* begin Stored rows *

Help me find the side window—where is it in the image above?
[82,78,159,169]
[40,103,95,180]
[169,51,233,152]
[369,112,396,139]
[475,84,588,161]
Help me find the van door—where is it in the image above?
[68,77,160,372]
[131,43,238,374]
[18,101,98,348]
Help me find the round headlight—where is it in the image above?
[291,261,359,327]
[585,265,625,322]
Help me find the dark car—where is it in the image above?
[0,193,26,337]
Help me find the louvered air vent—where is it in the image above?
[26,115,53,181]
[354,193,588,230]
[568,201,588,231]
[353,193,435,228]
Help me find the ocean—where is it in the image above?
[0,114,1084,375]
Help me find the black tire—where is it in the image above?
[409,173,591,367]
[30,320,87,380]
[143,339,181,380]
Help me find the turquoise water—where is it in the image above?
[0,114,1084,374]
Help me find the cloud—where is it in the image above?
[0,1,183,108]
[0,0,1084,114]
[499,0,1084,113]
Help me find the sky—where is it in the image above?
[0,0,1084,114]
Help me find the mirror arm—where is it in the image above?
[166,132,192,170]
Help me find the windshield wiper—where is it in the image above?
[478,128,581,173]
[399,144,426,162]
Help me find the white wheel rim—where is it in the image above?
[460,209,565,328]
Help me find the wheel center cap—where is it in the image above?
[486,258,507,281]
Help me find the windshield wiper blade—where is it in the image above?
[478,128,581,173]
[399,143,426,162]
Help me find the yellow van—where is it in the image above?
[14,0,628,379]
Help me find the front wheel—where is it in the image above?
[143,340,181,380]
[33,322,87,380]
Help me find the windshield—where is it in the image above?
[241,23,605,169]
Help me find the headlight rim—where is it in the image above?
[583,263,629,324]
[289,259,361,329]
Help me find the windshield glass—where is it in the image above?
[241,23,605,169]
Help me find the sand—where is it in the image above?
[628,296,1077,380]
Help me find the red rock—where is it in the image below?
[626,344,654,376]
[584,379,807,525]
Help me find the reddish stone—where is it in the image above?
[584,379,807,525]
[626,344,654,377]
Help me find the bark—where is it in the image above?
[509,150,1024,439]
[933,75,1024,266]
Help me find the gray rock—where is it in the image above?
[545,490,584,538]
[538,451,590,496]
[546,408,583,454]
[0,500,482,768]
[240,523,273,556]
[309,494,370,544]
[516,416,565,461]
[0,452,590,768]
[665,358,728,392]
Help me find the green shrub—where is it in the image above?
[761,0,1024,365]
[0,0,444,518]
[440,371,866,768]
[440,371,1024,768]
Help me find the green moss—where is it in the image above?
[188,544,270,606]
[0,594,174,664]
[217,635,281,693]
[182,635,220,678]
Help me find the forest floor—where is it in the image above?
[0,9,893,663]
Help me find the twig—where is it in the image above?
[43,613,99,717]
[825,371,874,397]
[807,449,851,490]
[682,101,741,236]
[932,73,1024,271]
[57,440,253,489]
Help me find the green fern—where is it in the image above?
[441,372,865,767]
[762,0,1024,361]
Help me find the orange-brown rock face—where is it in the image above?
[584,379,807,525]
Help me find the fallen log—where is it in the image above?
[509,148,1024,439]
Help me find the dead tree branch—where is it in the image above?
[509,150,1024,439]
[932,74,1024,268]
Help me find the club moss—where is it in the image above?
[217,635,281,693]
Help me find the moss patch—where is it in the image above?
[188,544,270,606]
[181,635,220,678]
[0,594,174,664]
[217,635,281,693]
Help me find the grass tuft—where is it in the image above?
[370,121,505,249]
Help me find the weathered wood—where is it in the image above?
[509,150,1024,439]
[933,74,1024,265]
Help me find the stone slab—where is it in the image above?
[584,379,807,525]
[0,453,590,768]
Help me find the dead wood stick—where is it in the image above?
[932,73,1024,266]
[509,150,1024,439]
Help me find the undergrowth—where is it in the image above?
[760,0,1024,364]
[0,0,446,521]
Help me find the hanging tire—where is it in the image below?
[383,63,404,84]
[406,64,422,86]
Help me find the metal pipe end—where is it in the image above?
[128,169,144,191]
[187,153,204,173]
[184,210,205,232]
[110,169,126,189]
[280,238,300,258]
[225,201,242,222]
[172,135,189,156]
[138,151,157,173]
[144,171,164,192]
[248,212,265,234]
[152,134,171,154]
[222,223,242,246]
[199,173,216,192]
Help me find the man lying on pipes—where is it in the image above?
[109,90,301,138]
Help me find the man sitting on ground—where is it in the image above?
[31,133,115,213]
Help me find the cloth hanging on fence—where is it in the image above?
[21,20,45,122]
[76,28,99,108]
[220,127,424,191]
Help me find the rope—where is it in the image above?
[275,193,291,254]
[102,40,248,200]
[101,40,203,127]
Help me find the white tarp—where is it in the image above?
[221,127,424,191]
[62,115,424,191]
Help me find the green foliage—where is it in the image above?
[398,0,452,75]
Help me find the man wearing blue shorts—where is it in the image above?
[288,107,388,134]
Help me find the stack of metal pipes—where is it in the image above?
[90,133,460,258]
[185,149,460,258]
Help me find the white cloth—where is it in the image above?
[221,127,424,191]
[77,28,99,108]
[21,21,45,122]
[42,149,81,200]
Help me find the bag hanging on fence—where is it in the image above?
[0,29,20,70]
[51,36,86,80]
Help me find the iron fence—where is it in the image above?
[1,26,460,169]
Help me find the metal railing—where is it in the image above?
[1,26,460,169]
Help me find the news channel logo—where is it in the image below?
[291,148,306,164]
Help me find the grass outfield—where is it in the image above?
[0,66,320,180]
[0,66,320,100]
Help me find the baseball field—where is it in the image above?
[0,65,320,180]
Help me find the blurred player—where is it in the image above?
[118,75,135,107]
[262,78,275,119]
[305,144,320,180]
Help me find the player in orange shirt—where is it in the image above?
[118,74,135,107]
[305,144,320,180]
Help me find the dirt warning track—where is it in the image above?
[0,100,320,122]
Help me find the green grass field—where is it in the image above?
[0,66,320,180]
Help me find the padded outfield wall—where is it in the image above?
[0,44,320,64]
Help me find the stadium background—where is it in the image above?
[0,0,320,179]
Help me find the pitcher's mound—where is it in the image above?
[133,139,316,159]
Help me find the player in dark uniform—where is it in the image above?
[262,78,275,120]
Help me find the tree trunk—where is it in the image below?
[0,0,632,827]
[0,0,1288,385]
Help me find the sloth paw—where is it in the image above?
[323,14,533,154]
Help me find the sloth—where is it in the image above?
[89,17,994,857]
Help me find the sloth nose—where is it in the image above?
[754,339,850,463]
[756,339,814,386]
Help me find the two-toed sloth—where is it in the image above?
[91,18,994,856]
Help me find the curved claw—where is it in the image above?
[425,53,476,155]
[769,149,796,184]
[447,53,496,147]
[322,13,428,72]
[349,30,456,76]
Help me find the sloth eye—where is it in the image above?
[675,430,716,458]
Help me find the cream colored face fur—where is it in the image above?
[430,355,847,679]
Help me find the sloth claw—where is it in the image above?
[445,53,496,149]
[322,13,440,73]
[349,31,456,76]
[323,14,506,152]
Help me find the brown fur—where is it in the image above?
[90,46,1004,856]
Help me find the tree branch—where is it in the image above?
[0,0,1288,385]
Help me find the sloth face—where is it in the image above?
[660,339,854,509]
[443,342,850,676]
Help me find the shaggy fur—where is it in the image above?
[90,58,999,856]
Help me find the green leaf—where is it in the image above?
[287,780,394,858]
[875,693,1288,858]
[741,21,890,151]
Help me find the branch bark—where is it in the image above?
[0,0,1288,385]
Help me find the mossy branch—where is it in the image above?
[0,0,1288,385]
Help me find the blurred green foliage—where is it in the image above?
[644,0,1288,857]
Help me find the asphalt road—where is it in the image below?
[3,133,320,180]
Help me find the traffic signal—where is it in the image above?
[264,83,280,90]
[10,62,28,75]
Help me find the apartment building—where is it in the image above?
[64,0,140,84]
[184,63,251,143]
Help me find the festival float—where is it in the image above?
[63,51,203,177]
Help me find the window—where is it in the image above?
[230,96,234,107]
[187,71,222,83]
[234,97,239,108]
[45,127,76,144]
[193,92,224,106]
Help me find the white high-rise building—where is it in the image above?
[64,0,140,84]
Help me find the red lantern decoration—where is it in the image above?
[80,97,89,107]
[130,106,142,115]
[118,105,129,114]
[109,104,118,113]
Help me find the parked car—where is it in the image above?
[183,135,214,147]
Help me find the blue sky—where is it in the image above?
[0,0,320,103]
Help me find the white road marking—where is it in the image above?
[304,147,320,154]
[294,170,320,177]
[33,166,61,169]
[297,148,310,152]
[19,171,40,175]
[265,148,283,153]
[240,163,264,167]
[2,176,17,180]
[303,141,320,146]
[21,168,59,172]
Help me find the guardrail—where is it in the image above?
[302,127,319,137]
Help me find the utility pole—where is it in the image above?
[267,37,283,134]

* end Stored rows *

Aim: Quote the data word for word, from its first line through the line containing "[18,101,98,348]", including both of those lines.

Output of the exercise:
Help me find the side window—where is it in the image above?
[82,78,159,169]
[40,103,95,180]
[169,51,233,152]
[369,112,396,139]
[475,84,588,161]
Help me find the van door—where is it in the image above?
[68,77,160,372]
[131,43,238,374]
[18,101,98,348]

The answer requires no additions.